Omit all images. Write out the rest of the material exactly.

(Image location labeling entries)
>> start
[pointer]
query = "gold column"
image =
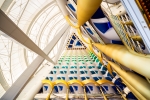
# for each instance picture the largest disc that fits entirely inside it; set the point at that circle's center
(85, 10)
(67, 95)
(85, 96)
(120, 53)
(48, 97)
(137, 82)
(133, 90)
(105, 98)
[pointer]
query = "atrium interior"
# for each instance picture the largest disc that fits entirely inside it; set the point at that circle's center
(74, 49)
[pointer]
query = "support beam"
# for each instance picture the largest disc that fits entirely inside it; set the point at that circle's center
(138, 63)
(86, 9)
(3, 81)
(13, 31)
(137, 82)
(20, 83)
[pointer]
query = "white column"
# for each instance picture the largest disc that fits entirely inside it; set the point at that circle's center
(20, 83)
(11, 30)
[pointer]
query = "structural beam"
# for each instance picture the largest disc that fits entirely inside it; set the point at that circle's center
(120, 53)
(3, 81)
(20, 83)
(137, 82)
(13, 31)
(86, 9)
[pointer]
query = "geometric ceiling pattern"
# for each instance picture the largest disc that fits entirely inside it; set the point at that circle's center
(74, 43)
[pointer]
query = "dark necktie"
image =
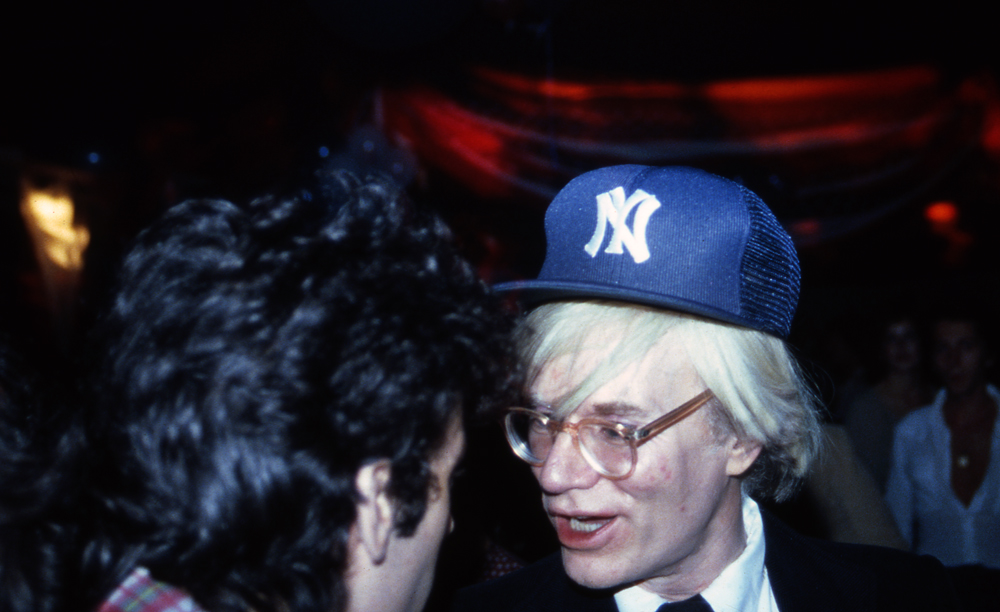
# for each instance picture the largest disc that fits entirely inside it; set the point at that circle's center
(694, 604)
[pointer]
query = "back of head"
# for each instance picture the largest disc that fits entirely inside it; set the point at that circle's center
(256, 357)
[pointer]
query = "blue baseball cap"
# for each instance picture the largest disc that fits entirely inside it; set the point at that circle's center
(675, 238)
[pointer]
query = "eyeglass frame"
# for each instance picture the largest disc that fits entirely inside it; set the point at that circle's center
(635, 436)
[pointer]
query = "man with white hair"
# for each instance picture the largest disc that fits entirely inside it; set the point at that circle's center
(662, 399)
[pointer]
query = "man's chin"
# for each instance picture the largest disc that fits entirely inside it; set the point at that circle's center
(592, 572)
>> end
RESULT OF THE TASK →
[pointer]
query = "gold column"
image =
# for each instance picture the largest disc that fits entirely inside it; set the point at that circle's center
(85, 10)
(67, 95)
(85, 96)
(120, 53)
(48, 97)
(137, 82)
(133, 90)
(105, 98)
[pointer]
query = "atrium interior"
# for each instance picture the largest disc that fits entirely inside it; set the point at that circle's center
(74, 49)
[pointer]
query = "support beam"
# for each instance picture the largest disc that fits entirely inside it; set the point at that circle's center
(138, 63)
(86, 9)
(3, 81)
(13, 31)
(137, 82)
(20, 83)
[pointer]
query = "white column"
# for each instance picture the largest disc that fits entirely inside it; set the point at that circle's center
(20, 83)
(11, 30)
[pointer]
query = "structural beam"
# for each instance picture the largest disc that fits entirely inside it; set the point at that circle's center
(120, 53)
(3, 81)
(20, 83)
(137, 82)
(13, 31)
(86, 9)
[pointer]
query = "geometric ceiling pattern"
# for each instance picture the largest disc that fits entirely inside it; set the point at that circle's center
(74, 43)
[pointer]
query = "dark necktie"
image =
# for each instance picture the largest disc that fits entirely inside it; set the point at that circle's center
(694, 604)
[pointer]
query = "back of head"
# for each instance picture the largest disc that fits entirely inside it; set the point at that circle's center
(256, 357)
[pointer]
query = "blue baseball cap"
# for each instance picture the largest disc that fits entirely inside it; set the point at that circle's center
(675, 238)
[pointer]
query = "eyeglass frame"
# for each instance picture the largest disc that fits entirely inside it; set the point at that circle's center
(635, 436)
[pointer]
query = "man with white hair"
# for each instance picture the largest disc that fits entirely inside it; set the point at that circle's center
(662, 399)
[pointer]
query = "man's chin"
# for each instance picture the largest disc that fits entirely inside it; set the point at that circle's center
(592, 572)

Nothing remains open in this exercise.